Exercise details: Go through the records and write each one out again exactly.

Source records:
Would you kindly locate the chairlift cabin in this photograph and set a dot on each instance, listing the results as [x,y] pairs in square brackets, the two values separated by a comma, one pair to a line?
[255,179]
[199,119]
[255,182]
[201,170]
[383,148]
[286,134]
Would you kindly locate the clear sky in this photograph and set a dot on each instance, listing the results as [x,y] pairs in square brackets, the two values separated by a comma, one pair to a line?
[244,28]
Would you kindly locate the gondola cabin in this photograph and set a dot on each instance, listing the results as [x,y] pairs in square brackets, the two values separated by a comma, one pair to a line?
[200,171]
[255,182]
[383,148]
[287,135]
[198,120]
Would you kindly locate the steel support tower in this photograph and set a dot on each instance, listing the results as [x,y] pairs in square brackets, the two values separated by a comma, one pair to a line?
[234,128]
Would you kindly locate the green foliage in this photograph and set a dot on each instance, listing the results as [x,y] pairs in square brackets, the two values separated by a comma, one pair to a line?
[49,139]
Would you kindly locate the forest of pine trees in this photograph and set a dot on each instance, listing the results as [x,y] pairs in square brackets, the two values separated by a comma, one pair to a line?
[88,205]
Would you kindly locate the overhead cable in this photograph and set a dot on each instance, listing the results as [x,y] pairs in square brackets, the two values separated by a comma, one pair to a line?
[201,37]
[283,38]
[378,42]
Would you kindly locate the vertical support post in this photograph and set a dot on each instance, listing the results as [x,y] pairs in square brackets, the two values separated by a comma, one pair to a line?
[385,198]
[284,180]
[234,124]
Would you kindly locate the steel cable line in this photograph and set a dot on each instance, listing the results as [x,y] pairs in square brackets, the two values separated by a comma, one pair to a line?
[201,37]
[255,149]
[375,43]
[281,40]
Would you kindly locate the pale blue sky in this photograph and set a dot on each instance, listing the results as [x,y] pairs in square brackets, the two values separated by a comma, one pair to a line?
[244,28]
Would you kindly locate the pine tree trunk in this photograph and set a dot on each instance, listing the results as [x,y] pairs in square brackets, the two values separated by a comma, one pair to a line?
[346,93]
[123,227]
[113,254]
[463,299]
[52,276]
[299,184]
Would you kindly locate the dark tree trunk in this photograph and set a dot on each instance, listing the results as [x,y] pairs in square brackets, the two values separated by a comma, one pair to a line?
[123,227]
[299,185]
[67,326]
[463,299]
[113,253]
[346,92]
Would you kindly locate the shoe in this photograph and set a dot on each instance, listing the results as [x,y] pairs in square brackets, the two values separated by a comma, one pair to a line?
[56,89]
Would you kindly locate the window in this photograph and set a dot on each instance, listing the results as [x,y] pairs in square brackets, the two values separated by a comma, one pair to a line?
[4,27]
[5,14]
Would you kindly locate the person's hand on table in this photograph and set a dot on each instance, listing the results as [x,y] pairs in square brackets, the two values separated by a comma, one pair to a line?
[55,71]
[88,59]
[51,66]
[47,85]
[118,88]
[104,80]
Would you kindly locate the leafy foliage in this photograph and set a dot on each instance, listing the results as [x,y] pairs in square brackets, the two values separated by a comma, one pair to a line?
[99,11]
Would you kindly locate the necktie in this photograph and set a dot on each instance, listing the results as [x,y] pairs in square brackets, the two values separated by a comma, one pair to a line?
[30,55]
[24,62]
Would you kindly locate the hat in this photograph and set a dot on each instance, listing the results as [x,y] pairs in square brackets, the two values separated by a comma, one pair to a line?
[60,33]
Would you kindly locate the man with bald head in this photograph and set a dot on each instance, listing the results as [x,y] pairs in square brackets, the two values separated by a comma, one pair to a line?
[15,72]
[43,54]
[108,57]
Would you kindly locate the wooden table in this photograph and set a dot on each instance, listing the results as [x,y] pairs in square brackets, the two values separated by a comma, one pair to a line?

Solution to the exercise:
Would you kindly locate the chairlift cabin in this photograph and set a dot on each instance, listing the results as [x,y] pairs in square brackets, the two values separated by a comma, one pair to a line?
[255,179]
[199,119]
[255,182]
[201,170]
[383,148]
[286,134]
Would you kindly locate the clear sky in this photograph and set a dot on each instance, listing the results as [x,y] pairs in square brackets, the two values separated by a comma, one pair to a line?
[244,28]
Would you kindly locate the gondola cabin in this photograph and set a dot on each instance, listing the results as [x,y] pairs in square brackets, the two values separated by a comma, one pair to a line?
[200,171]
[255,182]
[383,148]
[287,135]
[198,120]
Would you kindly locate the steel support tower in this photograph and set a dot on each instance, listing the results as [x,y] pairs in square brackets, the two values separated by a comma, one pair to a line?
[234,128]
Would you kindly locate the green foliage in this photograph and set a dot on each instance, listing the results as [x,y] pairs in square brackets, the two values separated by a comma, one pair to a line?
[49,139]
Would you kindly locate the forest of pine trees in this photograph and set a dot on each instance, listing the results as [x,y] pairs in square brackets, the two values separated by a comma, one pair to a line?
[88,205]
Would you kindly locate the overhead cable in this photograph and set a dot on each instance, listing the results as [x,y] pairs in square brackets, the two values separated by a comma, one pair to a line?
[201,37]
[283,38]
[378,42]
Would you kindly locate the vertical support post in this photograph and set a dot on each instance, listing the results as [x,y] pairs in square brackets, the two values separated by a comma, one pair to a line?
[385,198]
[284,180]
[234,124]
Would you kindly locate the steel cable line in this photograph and set a dot on each instance, listing the results as [x,y] pairs in square brackets, the two values separated by a comma, one pair to a line?
[201,37]
[255,149]
[375,43]
[281,40]
Would you kindly locate the pale blue sky in this photograph and set a dot on each instance, listing the results as [x,y] pairs in square brackets, the two values separated by a comma, one pair to a line?
[244,28]
Would you kindly locate the pine tree trunk in this photograph and set a dot on each instance, listing the results as [x,y] pairs in square brackets, the two values separated by a comma, one pair to a line?
[346,93]
[123,227]
[113,254]
[463,299]
[52,276]
[299,184]
Would you kindly locate the dark tree trunk in this photograph and set a dot on each instance, listing the results as [x,y] pairs in square brackets, the two values separated by a comma, one pair to a line?
[123,227]
[299,185]
[67,326]
[463,299]
[113,253]
[346,92]
Would you kindly locate the shoe in this photograph and set a dot on each instance, listing the results as [x,y] pairs in square brackets, the two values separated by a comma, one pair to a line?
[56,89]
Would you kindly locate the window in this photograph and set a dot on each instance, listing the results as [x,y] pairs in square brackets, the two values separated by a comma, one pair to a line?
[4,27]
[5,14]
Would you kindly locate the person's hand on table in this photograph and set a dot on each instance, listing the results as [x,y] pairs in square brackets, the two values separated by a comma, one pair to a line?
[55,71]
[88,59]
[51,66]
[47,85]
[118,88]
[104,80]
Would you kindly locate the leafy foliage in this photograph and set a dot on each instance, listing the results as [x,y] pairs in square brackets, the two values separated by a comma, one pair to a line?
[99,11]
Would you kindly locate the necktie in this photograph and set a dot on each instance, listing the results as [x,y] pairs in square brackets, the two values separated by a comma, one pair to a line?
[30,55]
[24,62]
Would you kindly locate the hat in this photograph and set a dot on each instance, listing the results as [x,y] pairs in square brackets, the two values separated by a comma, one pair to a line?
[60,33]
Would you kindly locate the man with bald head in this photograph and set a dot on each instance, listing the results as [x,y] pairs in square brackets, the two values separated by a comma, one pair to a line?
[15,72]
[43,54]
[108,57]
Would you kindly locate the wooden table in this photograph and set a dot on each instance, listing the results as [x,y] pairs in square brackets, the two values separated by a comma, one pair to a line?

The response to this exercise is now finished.